→ **Instructions for the task**: From the line with "Could you please pick out the person wearing green" through the final line of the entries below, write out each line exactly and nothing else.

(Point-per-instance localization data)
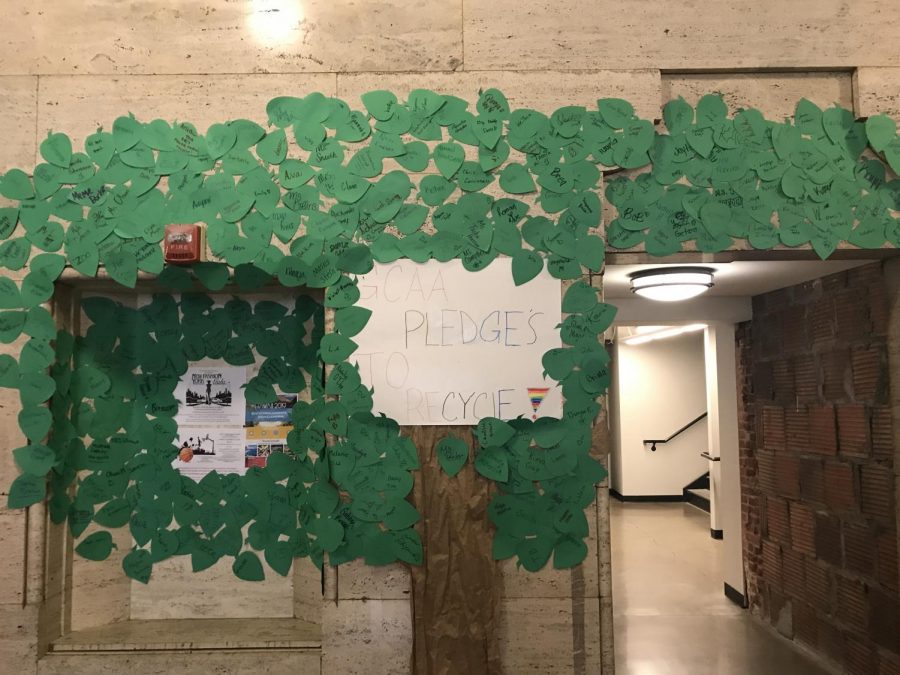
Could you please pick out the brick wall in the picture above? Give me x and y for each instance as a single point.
(816, 450)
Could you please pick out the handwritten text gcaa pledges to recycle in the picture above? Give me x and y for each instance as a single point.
(448, 346)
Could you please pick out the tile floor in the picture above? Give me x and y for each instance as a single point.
(671, 617)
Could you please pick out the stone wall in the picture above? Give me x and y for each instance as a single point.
(817, 456)
(74, 66)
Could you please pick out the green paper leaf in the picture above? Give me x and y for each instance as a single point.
(579, 298)
(280, 556)
(349, 321)
(220, 139)
(380, 104)
(403, 515)
(616, 112)
(96, 546)
(335, 348)
(273, 148)
(515, 179)
(121, 265)
(35, 459)
(247, 566)
(35, 421)
(526, 265)
(492, 432)
(433, 190)
(448, 158)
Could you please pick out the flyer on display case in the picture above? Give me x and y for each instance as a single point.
(266, 427)
(210, 421)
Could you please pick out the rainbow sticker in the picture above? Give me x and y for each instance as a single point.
(537, 394)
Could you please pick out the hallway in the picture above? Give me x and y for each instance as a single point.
(671, 617)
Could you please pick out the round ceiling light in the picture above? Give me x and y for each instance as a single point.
(671, 284)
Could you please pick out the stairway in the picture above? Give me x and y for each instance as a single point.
(696, 493)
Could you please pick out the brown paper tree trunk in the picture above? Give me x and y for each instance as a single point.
(457, 590)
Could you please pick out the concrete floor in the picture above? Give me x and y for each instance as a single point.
(671, 616)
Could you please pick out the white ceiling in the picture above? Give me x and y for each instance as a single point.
(740, 278)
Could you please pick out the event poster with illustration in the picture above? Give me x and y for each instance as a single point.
(210, 421)
(266, 427)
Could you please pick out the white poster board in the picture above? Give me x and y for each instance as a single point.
(449, 346)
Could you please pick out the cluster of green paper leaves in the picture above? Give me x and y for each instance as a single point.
(314, 199)
(114, 432)
(817, 179)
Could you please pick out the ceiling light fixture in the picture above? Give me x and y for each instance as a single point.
(671, 284)
(664, 333)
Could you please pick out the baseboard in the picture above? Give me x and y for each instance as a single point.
(645, 498)
(735, 596)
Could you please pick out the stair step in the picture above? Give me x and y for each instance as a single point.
(698, 497)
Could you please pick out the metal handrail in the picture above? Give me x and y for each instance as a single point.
(654, 441)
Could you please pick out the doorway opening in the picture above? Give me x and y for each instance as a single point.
(683, 422)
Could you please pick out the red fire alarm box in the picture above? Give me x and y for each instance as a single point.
(183, 244)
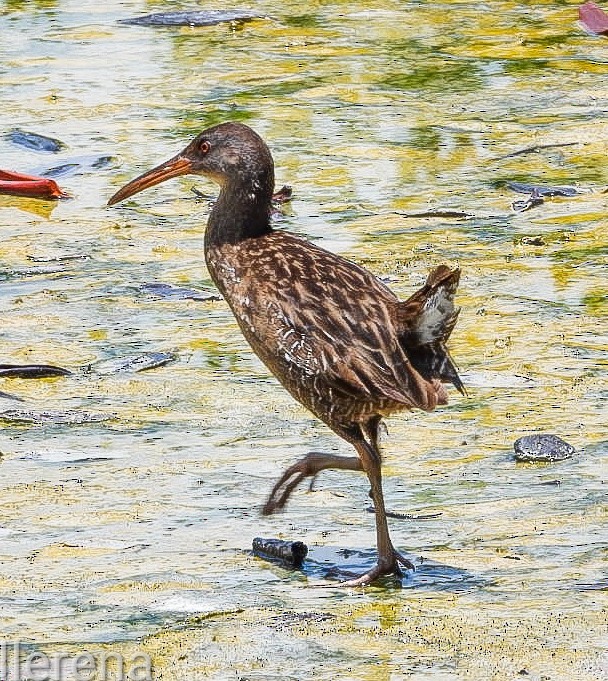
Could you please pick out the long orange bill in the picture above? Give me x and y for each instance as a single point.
(178, 165)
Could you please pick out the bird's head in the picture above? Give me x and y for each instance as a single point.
(231, 154)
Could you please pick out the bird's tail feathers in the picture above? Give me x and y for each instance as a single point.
(427, 319)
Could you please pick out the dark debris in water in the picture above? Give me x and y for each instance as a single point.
(133, 363)
(8, 396)
(32, 371)
(80, 165)
(406, 516)
(292, 553)
(193, 18)
(542, 448)
(531, 202)
(534, 149)
(339, 563)
(52, 417)
(32, 140)
(291, 619)
(541, 190)
(57, 258)
(458, 214)
(160, 290)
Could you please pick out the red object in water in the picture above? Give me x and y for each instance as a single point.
(18, 184)
(593, 18)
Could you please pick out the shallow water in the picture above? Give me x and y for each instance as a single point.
(129, 500)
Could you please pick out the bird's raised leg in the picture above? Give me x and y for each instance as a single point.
(308, 466)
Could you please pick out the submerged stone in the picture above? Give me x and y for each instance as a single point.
(542, 448)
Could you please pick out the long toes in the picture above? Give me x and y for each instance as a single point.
(407, 564)
(281, 492)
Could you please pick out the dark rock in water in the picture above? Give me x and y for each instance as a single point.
(290, 552)
(79, 165)
(52, 417)
(134, 363)
(202, 18)
(62, 170)
(32, 371)
(8, 396)
(540, 190)
(32, 140)
(180, 292)
(542, 448)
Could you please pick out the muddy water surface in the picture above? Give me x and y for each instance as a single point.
(129, 499)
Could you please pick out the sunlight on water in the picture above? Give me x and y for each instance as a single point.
(129, 499)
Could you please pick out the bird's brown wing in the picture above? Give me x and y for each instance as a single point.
(323, 318)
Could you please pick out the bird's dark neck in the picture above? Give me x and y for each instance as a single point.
(242, 211)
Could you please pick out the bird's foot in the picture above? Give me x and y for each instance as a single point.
(307, 467)
(388, 565)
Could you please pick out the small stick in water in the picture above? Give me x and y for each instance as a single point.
(291, 552)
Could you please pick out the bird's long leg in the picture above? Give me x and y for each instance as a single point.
(308, 466)
(389, 559)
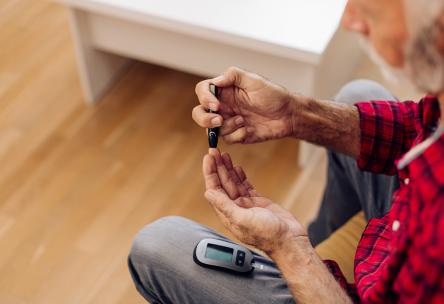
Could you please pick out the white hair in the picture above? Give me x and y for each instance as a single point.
(423, 61)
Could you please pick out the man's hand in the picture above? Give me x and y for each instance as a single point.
(253, 219)
(251, 108)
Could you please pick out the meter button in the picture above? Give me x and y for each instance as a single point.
(240, 258)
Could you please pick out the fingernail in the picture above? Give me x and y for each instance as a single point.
(239, 121)
(216, 121)
(214, 106)
(210, 195)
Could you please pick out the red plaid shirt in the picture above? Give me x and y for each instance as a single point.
(400, 257)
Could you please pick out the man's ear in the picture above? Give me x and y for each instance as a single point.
(439, 28)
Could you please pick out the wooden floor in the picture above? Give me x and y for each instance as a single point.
(78, 182)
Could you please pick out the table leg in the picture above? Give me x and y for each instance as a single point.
(98, 70)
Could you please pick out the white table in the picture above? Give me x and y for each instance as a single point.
(292, 42)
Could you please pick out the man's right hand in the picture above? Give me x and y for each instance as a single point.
(251, 108)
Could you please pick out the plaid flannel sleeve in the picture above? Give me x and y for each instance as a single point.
(387, 132)
(350, 289)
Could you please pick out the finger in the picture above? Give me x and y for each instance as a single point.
(206, 98)
(243, 178)
(231, 124)
(237, 136)
(225, 179)
(205, 119)
(245, 202)
(242, 190)
(209, 169)
(224, 205)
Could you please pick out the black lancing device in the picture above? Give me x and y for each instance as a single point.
(213, 133)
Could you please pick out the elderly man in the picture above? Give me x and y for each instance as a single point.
(400, 257)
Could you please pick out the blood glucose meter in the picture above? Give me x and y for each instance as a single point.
(223, 255)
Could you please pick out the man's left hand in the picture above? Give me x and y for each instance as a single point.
(253, 219)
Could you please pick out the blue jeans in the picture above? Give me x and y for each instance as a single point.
(161, 258)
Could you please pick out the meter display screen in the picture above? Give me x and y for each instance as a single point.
(219, 253)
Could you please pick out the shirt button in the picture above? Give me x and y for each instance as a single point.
(395, 225)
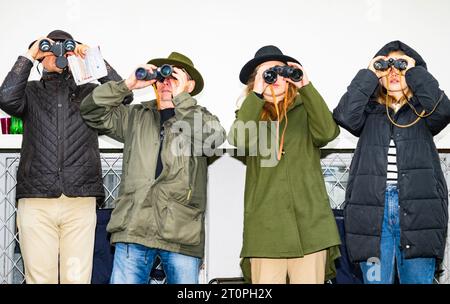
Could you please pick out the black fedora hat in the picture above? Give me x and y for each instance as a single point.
(57, 35)
(266, 53)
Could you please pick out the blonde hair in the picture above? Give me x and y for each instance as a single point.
(269, 111)
(382, 94)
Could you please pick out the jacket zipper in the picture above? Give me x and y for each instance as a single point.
(60, 129)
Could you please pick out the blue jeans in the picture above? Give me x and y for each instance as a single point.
(410, 271)
(133, 264)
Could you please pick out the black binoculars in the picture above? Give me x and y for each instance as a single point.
(159, 74)
(270, 75)
(383, 65)
(59, 49)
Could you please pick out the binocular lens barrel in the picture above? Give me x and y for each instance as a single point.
(383, 65)
(143, 74)
(270, 76)
(45, 45)
(160, 74)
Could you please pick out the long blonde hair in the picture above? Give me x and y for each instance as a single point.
(269, 111)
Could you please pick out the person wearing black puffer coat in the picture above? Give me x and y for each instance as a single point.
(396, 204)
(59, 176)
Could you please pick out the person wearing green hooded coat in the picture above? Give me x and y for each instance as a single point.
(289, 228)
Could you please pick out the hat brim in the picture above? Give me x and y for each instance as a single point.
(195, 75)
(250, 66)
(31, 44)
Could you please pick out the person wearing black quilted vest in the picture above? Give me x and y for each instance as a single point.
(59, 176)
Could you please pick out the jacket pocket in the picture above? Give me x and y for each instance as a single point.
(178, 223)
(121, 214)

→ **Response box**:
Could you please pick out the person wearing green hooded coat in the picture above? Give me x and y for each instance as a single point.
(289, 228)
Could you please pick out the hat brim in the picture above? Give me x and y for each instance as a single point.
(195, 75)
(250, 66)
(31, 44)
Could you please pick out the person wearing black quilted vest in the picture above? Give me x and y for each instance as a single point.
(59, 176)
Could you please pick out the jacket pocket in the picture above? Give me x and y for each instance as a single point.
(178, 223)
(121, 214)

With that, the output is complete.